Votre travail:
[a] Veuillez extraire de l'entretien avec Erwann Pécheux le passage qui va de "Interview exclusive de" jusqu'à "joueur de poker ?" inclus.
[b] D'après l'entretien avec Erwann Pécheux, dans quelle matière fait-il ses études à la fac ?
[c] Écrivez la suite de l'entretien avec Erwann Pécheux, en commençant après sa dernière phrase.

Extrait choisi:
ITW Erwann Pécheux : « Les gens disaient que j’allais me broke »


ITW Erwann Pécheux : « Les gens disaient que j’allais me broke »

Interview exclusive de l'un des plus talentueux espoirs français.


Alors qu’il vient de terminer à une très honorable 19ème place lors de l’Event 53 des WSOP pour un gain de 19.046 $, Erwann Pécheux nous avait accordé un long entretien avant son départ pour Las Vegas. Le grinder, devenu un adepte des tournois live, revient notamment sur sa deuxième place au WPT National Series Cannes en avril dernier qui a exacerbé son esprit de compétiteur et qui le fait jouer encore et encore. Rencontre avec un passionné.

Bonjour Erwann, on commence par la question classique : quel est ton parcours de joueur de poker ?

J’ai commencé en play money sur Internet, puis j’ai fait des freerolls. Euro par euro, je suis passé de 10 € à 1000 €, puis de 1000 € à 10.000 €… J’ai commencé le live en 2011 sur les petits tournois à 50 € des cercles parisiens, car je viens de Paris. Je me suis mis sérieusement au live en 2012 et maintenant je fais quasiment tous les lives en France. Je grinde beaucoup moins qu’avant le online, pas plus de trois soirs par semaine.

Aujourd’hui, tu peux être considéré comme un joueur pro. Qu’est ce qui t’a décidé à franchir le pas ?

On ne sait même pas si c’est une profession ou pas… Je ne suis pas là pour garder des sous comme un joueur de cash-game. Pour moi, c’est une compétition, je joue pour gagner des tournois et me faire plaisir. A Cannes je fais deuxième, il y a toujours un petit manque… Après je suis pro MyPokerSquad, donc je peux me considérer comme un pro. A côté, je suis étudiant en fac de mathématiques. Mais ça ne m’aide pas trop pour le poker, c’est beaucoup plus compliqué…

Tu te concentres sur le live depuis 2012. Pourquoi ?

En live, je pense avoir un meilleur edge au niveau technique, acquis sur le online. Puis le live c’est plus convivial, on rencontre des gens. Le nombre de gens que j’ai rencontré en un an est impressionnant ! On fait des soirées entre croupiers, personnel organisateur, je voyage aussi pour revoir tout ce monde. C’est toujours un kiff.

Il y a trois mois, tu as donc réussi ta première perf’ d’envergure lors du WPT National Cannes en terminant runner-up derrière Guillaume Darcourt. Te sens-tu au niveau des meilleurs joueurs français en live ?

Informations fournies:
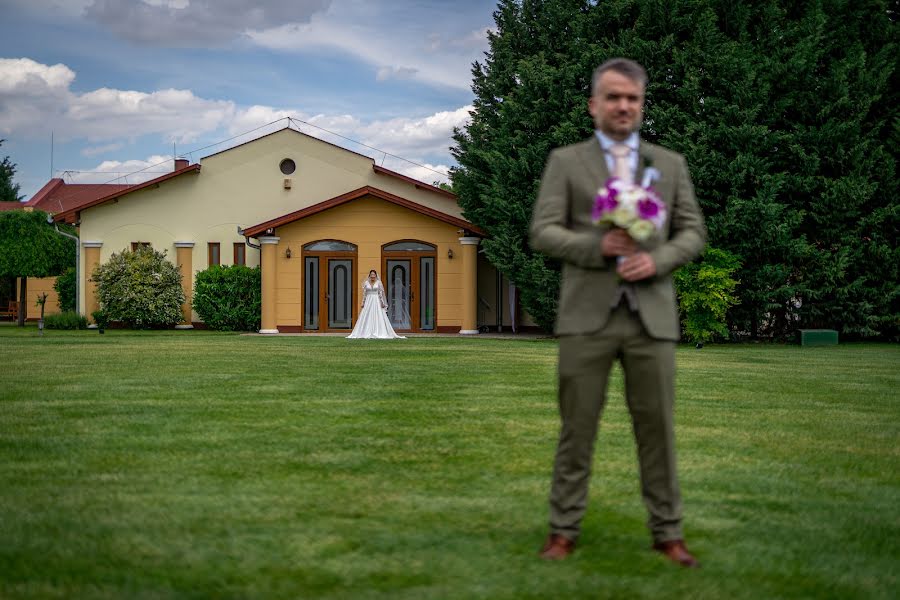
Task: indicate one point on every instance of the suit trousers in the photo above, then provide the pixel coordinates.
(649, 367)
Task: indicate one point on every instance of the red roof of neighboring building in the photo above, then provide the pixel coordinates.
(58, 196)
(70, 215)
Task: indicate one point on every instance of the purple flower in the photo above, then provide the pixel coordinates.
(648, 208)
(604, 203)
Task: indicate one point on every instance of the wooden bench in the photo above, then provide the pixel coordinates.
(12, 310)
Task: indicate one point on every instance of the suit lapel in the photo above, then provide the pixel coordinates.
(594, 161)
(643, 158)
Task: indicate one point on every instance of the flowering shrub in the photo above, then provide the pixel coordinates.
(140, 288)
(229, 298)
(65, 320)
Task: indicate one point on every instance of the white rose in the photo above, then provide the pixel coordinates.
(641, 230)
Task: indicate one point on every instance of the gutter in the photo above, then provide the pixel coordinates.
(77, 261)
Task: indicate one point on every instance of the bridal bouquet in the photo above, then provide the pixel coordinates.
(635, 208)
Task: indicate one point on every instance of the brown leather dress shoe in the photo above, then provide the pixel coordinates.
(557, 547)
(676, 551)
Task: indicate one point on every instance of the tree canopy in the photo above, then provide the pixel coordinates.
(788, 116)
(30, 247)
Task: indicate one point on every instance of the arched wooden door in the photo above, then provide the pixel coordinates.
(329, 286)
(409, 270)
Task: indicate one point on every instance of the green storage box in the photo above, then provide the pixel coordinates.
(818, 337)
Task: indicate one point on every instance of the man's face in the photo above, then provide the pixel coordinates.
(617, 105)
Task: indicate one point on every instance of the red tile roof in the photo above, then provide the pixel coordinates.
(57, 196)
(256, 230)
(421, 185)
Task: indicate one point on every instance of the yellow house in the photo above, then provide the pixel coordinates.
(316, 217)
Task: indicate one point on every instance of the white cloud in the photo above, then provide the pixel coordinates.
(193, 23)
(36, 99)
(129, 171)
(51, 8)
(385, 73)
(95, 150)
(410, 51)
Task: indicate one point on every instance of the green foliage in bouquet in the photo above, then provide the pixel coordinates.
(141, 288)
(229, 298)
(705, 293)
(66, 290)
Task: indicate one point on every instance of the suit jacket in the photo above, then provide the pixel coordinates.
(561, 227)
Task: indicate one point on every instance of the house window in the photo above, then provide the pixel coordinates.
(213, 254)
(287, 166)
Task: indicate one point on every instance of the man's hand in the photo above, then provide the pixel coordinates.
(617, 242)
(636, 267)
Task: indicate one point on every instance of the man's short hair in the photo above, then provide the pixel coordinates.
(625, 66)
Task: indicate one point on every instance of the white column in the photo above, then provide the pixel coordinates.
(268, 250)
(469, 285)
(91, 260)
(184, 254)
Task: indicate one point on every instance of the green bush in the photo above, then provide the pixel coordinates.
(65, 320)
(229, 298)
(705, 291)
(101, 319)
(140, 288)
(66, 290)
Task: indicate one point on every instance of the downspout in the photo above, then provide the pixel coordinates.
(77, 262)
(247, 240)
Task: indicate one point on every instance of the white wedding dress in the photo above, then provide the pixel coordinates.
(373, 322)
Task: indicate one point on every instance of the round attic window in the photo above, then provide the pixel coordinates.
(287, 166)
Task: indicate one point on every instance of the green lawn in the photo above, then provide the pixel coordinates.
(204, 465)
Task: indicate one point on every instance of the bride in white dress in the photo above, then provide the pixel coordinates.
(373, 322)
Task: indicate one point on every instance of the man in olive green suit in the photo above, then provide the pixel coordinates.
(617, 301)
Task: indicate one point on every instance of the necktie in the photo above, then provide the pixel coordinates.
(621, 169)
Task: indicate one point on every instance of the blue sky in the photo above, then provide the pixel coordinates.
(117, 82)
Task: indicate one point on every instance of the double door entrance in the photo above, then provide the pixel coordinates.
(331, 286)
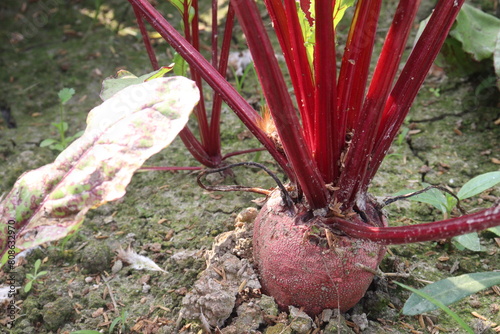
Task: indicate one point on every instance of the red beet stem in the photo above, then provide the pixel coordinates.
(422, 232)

Réponses dans l'ordre:
[a]
Interview exclusive de l'un des plus talentueux espoirs français.


Alors qu’il vient de terminer à une très honorable 19ème place lors de l’Event 53 des WSOP pour un gain de 19.046 $, Erwann Pécheux nous avait accordé un long entretien avant son départ pour Las Vegas. Le grinder, devenu un adepte des tournois live, revient notamment sur sa deuxième place au WPT National Series Cannes en avril dernier qui a exacerbé son esprit de compétiteur et qui le fait jouer encore et encore. Rencontre avec un passionné.

Bonjour Erwann, on commence par la question classique : quel est ton parcours de joueur de poker ?

[b] En mathématiques.

[c]
Honnêtement, oui. Après je pense que j’avais déjà le niveau avant, sinon je n’aurai pas joué les tournois. Depuis mi-2012, je fais tous les tournois à 1000-2000 € sans avoir la bonne bankroll. Je n’aurai jamais pris ce risque si je ne pensais pas être à la hauteur. Suite à ma deuxième place à Cannes, ça a tourné dans le bon sens : j’ai eu ma perf’. J’ai plus peur des joueurs online que des joueurs de live, même en live. Ils ne rentrent pas dans des pots trop compliqués préflop. Des joueurs comme Roger Hairabedian ou Alain Roy, je les ai joué et ils ne me font pas plus peur que ça. Enfin Roger plus que les autres quand même…

Ton quotidien de joueur a-t-il changé après ce tournoi ?

Mon jeu est le même depuis trois mois. Mais on me reconnait plus à table, on me respecte un peu plus. J’avais aussi gagné deux 300 € à deux semaines d’intervalle à Cannes.

« Il y en a qui pensent que je whine vraiment, mais c’est plus pour tourner ça à la rigolade »

Comment as-tu géré ton bad run en 2012 ?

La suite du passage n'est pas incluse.